* _WHAT YOU NEED TO DO_:
Find each line in the listing below that contains the word "girl" and copy every such line in full.

* _EXCERPTED DATA_:
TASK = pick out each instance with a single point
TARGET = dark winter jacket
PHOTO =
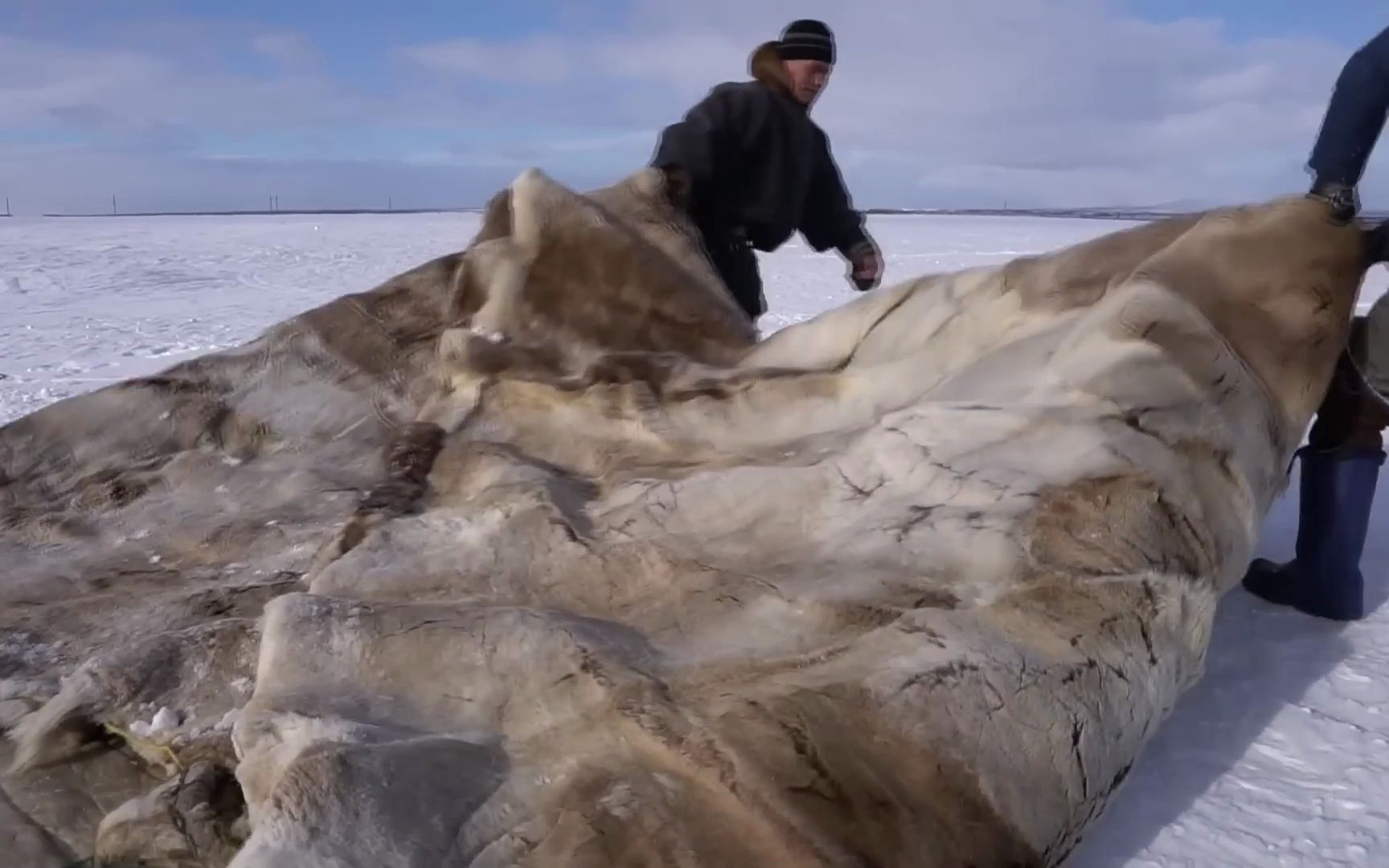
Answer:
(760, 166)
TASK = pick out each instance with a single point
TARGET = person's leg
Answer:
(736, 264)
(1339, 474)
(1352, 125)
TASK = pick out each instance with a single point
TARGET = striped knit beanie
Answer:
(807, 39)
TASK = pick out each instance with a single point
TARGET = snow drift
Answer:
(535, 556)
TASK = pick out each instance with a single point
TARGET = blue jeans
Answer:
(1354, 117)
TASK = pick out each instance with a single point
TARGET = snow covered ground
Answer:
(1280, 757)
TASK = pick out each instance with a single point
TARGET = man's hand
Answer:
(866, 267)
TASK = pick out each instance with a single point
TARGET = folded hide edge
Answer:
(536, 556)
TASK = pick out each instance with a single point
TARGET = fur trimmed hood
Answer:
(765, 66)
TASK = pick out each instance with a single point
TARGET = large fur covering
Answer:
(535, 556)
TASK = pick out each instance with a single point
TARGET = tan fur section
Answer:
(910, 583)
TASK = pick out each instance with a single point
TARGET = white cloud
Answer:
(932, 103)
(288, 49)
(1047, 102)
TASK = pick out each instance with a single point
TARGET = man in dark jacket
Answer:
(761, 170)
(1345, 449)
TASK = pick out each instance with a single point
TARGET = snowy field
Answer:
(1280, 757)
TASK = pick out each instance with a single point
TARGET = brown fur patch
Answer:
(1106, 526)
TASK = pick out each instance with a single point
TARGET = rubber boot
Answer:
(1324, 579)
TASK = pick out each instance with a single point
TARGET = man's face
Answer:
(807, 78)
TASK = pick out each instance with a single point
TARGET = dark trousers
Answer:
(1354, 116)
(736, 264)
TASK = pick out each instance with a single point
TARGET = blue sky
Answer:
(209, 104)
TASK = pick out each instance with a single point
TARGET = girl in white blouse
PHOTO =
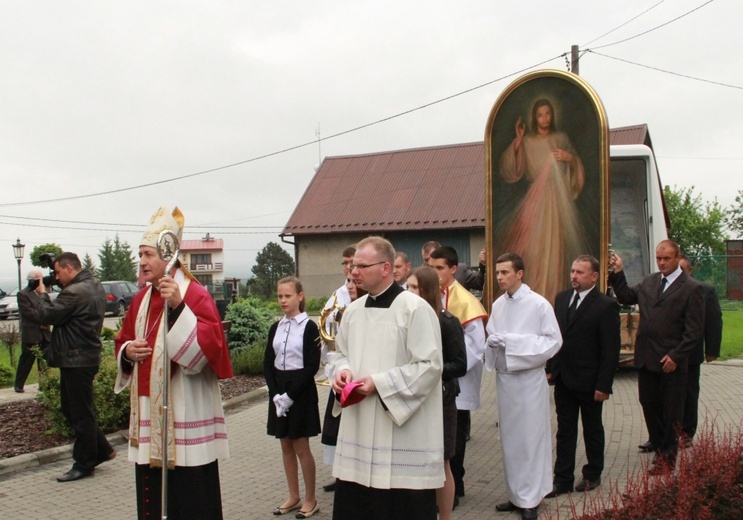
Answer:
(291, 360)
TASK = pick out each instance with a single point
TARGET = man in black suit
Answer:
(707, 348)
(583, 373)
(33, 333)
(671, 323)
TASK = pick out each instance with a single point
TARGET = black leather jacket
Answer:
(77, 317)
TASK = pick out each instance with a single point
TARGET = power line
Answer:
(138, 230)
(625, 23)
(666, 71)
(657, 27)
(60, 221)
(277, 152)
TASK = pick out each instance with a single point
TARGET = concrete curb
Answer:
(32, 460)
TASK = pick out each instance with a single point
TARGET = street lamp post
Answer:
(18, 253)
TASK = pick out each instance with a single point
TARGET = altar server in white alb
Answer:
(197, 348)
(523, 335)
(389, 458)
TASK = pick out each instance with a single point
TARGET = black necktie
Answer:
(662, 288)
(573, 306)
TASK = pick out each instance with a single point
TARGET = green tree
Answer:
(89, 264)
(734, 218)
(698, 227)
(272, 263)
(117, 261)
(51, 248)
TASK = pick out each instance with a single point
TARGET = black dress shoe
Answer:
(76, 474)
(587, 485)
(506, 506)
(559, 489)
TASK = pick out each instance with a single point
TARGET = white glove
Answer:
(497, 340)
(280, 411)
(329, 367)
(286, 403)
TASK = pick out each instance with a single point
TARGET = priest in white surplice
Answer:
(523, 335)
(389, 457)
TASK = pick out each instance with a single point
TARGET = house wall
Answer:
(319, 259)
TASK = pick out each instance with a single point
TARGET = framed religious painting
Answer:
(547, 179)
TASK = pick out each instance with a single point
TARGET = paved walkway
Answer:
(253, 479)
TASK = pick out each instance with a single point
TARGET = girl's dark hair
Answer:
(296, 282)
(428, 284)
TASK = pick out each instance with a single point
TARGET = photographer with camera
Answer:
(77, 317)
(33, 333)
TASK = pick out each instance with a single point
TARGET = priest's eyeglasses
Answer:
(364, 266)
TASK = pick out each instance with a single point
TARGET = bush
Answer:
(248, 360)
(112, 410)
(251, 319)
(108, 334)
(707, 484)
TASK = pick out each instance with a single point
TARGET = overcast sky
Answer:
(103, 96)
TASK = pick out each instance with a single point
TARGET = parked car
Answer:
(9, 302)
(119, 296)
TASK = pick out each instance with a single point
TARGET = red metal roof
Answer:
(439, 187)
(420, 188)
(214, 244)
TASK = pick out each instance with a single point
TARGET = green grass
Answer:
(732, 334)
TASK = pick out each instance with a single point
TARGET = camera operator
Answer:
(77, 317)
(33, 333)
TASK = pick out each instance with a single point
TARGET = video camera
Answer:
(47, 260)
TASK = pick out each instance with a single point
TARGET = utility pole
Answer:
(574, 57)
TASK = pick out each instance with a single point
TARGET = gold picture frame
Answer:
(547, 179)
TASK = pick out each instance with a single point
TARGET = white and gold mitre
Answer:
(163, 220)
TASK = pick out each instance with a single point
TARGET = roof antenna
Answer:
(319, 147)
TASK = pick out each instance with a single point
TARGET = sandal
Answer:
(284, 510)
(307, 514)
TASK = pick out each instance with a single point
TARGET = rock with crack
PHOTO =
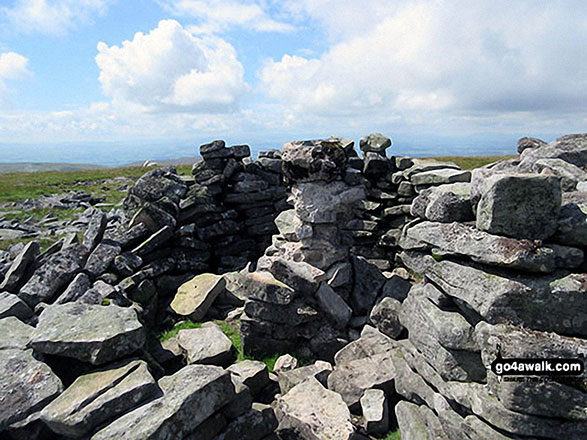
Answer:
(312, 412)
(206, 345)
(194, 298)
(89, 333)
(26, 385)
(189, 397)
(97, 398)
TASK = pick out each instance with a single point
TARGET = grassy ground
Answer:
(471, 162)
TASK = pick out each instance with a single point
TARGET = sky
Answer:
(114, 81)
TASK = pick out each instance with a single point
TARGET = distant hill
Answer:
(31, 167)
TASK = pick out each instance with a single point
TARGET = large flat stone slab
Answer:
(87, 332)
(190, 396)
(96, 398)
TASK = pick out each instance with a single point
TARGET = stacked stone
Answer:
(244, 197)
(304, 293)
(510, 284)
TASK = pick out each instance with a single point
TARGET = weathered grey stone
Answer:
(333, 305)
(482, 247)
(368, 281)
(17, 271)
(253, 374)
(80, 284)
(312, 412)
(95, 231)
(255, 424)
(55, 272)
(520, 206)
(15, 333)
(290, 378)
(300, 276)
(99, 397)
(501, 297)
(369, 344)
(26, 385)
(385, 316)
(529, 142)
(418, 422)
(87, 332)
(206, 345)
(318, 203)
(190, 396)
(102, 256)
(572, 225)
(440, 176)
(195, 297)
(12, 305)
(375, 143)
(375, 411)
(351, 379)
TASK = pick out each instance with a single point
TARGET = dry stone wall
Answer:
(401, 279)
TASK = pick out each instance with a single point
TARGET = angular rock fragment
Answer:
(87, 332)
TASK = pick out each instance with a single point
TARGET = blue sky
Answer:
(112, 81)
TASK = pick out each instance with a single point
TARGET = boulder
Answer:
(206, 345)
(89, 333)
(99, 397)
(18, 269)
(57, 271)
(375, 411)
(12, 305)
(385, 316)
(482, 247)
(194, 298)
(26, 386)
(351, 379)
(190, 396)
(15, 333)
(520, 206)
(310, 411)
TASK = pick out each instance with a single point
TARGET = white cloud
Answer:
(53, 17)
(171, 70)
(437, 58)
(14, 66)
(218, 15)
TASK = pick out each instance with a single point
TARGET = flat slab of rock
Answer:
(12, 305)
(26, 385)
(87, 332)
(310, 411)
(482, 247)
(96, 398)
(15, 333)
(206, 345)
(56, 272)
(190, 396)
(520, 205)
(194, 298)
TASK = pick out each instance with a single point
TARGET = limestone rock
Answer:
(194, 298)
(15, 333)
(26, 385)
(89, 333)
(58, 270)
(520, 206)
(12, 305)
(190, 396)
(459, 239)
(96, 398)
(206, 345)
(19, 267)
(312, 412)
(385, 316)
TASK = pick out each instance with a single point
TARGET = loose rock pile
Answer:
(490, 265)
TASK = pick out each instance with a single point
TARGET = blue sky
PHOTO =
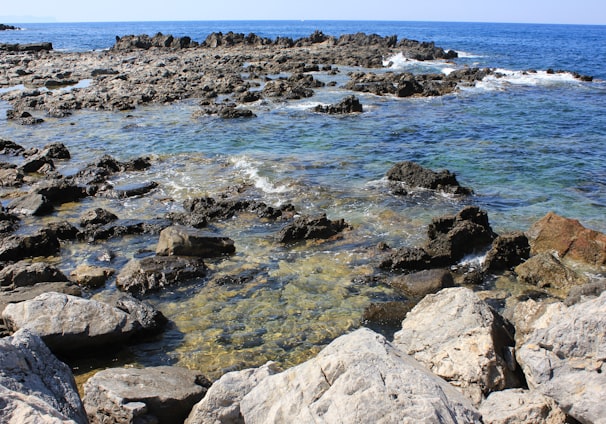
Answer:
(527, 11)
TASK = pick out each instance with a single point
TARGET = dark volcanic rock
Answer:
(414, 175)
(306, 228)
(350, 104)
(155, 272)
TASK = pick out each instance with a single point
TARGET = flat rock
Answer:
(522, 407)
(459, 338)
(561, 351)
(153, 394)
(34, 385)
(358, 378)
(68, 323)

* _ANSWER TO THIS PROBLEM_:
TARGET = girl in white blouse
TARGET = girl's dark hair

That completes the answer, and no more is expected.